■ INSTRUCTIONS FOR THE TASK:
Render each line of the listing below as a Markdown table with the columns Row and Line, numbering the rows in order and omitting any blank lines.

■ TASK INPUTS:

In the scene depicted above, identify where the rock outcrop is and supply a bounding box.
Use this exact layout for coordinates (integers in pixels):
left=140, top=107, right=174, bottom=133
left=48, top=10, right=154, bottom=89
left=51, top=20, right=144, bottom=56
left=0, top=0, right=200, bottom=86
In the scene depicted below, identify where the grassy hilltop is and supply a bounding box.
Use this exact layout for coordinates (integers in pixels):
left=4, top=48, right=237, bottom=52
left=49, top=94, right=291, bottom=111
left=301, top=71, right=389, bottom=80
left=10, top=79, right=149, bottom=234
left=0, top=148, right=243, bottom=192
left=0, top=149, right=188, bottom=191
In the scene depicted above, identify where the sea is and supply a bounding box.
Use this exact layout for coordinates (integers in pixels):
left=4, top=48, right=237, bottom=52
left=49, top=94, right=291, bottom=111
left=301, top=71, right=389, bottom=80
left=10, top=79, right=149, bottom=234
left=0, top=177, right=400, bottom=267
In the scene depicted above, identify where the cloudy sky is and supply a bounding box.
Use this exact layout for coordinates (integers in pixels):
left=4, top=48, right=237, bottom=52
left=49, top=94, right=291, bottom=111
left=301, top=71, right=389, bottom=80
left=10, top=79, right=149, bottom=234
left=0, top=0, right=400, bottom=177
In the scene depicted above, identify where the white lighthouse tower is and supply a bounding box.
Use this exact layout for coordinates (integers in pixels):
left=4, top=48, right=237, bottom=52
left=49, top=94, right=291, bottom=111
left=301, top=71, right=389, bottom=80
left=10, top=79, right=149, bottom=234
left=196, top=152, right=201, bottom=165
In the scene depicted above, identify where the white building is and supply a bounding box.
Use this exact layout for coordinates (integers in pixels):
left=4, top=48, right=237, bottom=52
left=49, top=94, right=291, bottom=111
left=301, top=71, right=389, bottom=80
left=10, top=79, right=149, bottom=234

■ COMPLETED TASK:
| Row | Line |
|---|---|
| 1 | In the scene depicted above, identify where the rock outcrop is and supply a bounding box. |
| 2 | Use this exact layout for coordinates (integers in pixels): |
| 3 | left=140, top=107, right=174, bottom=133 |
| 4 | left=48, top=10, right=154, bottom=89 |
| 5 | left=51, top=20, right=144, bottom=56 |
| 6 | left=0, top=0, right=200, bottom=86 |
| 7 | In the scene depicted below, identify where the grassy hilltop is and supply a bounding box. |
| 8 | Use this exact layout for coordinates (integers in pixels): |
| 9 | left=4, top=48, right=237, bottom=52 |
| 10 | left=49, top=94, right=291, bottom=111 |
| 11 | left=301, top=71, right=389, bottom=80 |
| 12 | left=10, top=79, right=149, bottom=234 |
| 13 | left=0, top=148, right=243, bottom=192 |
| 14 | left=0, top=149, right=188, bottom=191 |
| 15 | In the scene depicted above, identify where the sea is and supply a bounding box. |
| 16 | Use this exact layout for coordinates (integers in pixels): |
| 17 | left=4, top=48, right=237, bottom=52 |
| 18 | left=49, top=94, right=291, bottom=111 |
| 19 | left=301, top=71, right=389, bottom=80 |
| 20 | left=10, top=79, right=149, bottom=234 |
| 21 | left=0, top=177, right=400, bottom=267 |
| 22 | In the scene depicted above, identify where the cloudy sky is and supply a bounding box. |
| 23 | Use this exact layout for coordinates (integers in pixels): |
| 24 | left=4, top=48, right=237, bottom=52 |
| 25 | left=49, top=94, right=291, bottom=111 |
| 26 | left=301, top=71, right=389, bottom=80 |
| 27 | left=10, top=79, right=149, bottom=234 |
| 28 | left=0, top=0, right=400, bottom=177 |
| 29 | In the scene depicted above, identify where the white lighthouse tower is and supply a bounding box. |
| 30 | Use this exact layout for coordinates (integers in pixels): |
| 31 | left=4, top=48, right=237, bottom=52 |
| 32 | left=49, top=94, right=291, bottom=111 |
| 33 | left=301, top=71, right=389, bottom=80 |
| 34 | left=10, top=79, right=149, bottom=234 |
| 35 | left=196, top=152, right=201, bottom=165 |
| 36 | In the scene depicted above, identify where the white building is and supply a bounding box. |
| 37 | Use this exact layout for coordinates (integers in pixels): |
| 38 | left=4, top=48, right=237, bottom=52 |
| 39 | left=49, top=94, right=291, bottom=111 |
| 40 | left=301, top=71, right=389, bottom=80 |
| 41 | left=10, top=79, right=149, bottom=234 |